**Source document**.
I gave Jette this word problem at breakfast. She’s about half finished with it.
Maybe you want to play along at home and see if you get the same answer? If so, this handy volume to weight chart for common baking ingredients might be useful.
With our “Rhine from source to sea” trip officially complete, we still needed to get back to Amsterdam, so this morning we got up, had a big breakfast at the hotel, packed our bikes again and hit the road. The plan was to ride to The Hague (Den Haag) and catch a train to Amsterdam.
We took a route that followed a long bike trail all along the coast, hugging the beach and this turned out to be another really nice ride and one of our favorite days on the bikes, simply because the landscape was once again surprisingly beautiful. The past few days in the Netherlands have been such a pleasant surprise and really a highlight of the trip.
Yesterday as we rolled into Hook of Holland, we saw a playground that looked like a good one (we are in the Netherlands after all!) and I promised Jette we could stop there today. So, on our way out of town we took a very slight detour and stopped at the playground, which was tucked into the landscape between the edge of town and the beach.

**Dataset content**.
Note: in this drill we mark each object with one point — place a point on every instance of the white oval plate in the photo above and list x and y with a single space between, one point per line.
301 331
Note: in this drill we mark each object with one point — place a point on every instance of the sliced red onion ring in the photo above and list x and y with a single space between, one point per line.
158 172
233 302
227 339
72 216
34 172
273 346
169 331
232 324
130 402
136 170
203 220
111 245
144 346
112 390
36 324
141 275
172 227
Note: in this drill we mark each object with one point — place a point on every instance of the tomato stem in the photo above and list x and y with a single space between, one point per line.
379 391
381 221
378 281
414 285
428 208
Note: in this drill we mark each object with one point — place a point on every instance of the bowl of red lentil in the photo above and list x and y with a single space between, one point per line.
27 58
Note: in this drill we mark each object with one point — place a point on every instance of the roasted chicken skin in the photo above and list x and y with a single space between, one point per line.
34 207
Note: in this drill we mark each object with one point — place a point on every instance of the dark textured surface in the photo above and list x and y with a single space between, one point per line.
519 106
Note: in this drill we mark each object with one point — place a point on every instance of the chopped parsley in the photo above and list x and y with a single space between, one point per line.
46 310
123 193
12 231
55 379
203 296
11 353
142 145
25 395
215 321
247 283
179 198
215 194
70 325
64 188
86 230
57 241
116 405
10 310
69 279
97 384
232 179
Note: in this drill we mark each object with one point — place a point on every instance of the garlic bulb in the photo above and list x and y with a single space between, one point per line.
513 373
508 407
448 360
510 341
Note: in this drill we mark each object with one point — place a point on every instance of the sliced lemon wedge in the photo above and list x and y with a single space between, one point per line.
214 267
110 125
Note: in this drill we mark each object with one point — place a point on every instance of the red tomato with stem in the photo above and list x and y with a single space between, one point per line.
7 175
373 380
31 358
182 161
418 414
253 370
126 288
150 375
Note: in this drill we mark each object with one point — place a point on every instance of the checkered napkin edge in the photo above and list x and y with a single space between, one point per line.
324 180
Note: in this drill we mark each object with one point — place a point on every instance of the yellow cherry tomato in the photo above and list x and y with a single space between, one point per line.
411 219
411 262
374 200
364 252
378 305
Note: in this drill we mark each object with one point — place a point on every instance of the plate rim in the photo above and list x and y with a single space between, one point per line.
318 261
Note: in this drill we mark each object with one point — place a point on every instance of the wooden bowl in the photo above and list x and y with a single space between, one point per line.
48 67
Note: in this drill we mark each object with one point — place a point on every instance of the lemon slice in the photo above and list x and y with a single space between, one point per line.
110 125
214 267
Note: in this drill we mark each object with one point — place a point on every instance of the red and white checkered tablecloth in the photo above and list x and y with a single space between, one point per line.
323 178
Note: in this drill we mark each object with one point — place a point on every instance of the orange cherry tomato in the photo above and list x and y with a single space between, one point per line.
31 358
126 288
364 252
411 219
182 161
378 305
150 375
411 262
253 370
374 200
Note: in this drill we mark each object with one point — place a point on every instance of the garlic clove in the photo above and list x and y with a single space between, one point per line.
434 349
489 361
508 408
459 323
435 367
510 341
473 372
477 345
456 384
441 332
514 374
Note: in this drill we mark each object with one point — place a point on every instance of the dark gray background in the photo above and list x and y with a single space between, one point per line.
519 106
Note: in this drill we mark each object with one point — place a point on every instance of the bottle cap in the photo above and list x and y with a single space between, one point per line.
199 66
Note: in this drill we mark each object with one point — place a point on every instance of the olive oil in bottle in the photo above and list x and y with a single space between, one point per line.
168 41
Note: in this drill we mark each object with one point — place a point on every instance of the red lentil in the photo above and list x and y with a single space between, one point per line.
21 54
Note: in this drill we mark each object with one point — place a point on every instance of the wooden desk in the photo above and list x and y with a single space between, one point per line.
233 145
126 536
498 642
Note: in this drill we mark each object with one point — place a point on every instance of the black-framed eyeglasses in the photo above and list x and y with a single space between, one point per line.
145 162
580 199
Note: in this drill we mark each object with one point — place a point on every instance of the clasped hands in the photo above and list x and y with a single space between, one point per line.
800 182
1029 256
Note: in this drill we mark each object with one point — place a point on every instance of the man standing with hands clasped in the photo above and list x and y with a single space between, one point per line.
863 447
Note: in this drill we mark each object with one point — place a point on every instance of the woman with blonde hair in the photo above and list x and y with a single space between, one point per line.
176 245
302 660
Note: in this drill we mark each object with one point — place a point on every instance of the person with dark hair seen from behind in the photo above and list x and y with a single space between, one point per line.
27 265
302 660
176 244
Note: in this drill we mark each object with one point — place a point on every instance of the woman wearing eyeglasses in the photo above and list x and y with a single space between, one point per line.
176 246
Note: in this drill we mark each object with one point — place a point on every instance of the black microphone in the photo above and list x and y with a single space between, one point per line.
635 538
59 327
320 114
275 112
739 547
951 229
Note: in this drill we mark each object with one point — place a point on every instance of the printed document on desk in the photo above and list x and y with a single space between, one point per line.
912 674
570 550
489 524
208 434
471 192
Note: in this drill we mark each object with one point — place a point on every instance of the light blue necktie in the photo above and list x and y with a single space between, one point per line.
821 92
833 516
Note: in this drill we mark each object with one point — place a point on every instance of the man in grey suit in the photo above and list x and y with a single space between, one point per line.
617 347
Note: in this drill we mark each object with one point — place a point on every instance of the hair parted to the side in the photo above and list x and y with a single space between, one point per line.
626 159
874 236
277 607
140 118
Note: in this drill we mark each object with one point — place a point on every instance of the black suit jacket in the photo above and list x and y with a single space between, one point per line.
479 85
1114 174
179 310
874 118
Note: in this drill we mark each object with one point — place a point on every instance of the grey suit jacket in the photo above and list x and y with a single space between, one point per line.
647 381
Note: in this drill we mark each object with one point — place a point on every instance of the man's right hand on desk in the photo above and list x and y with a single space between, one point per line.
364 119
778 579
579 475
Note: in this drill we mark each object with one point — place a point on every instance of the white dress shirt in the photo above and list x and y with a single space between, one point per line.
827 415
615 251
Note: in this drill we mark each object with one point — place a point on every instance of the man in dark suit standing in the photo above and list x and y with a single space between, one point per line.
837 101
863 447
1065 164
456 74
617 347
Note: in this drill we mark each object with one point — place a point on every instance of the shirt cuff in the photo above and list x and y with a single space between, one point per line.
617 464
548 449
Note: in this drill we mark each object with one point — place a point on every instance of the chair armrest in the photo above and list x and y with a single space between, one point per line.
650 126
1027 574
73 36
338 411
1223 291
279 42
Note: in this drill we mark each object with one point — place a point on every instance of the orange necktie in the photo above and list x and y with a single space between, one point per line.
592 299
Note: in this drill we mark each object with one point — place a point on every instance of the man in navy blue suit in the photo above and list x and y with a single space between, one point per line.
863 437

**Problem requirements**. Copy out the stretch of the bike trip post from "I gave Jette" through "train to Amsterdam.", and swap "Amsterdam" for "Rotterdam" wherever it appears.

**Answer for the task**.
I gave Jette this word problem at breakfast. She’s about half finished with it.
Maybe you want to play along at home and see if you get the same answer? If so, this handy volume to weight chart for common baking ingredients might be useful.
With our “Rhine from source to sea” trip officially complete, we still needed to get back to Rotterdam, so this morning we got up, had a big breakfast at the hotel, packed our bikes again and hit the road. The plan was to ride to The Hague (Den Haag) and catch a train to Rotterdam.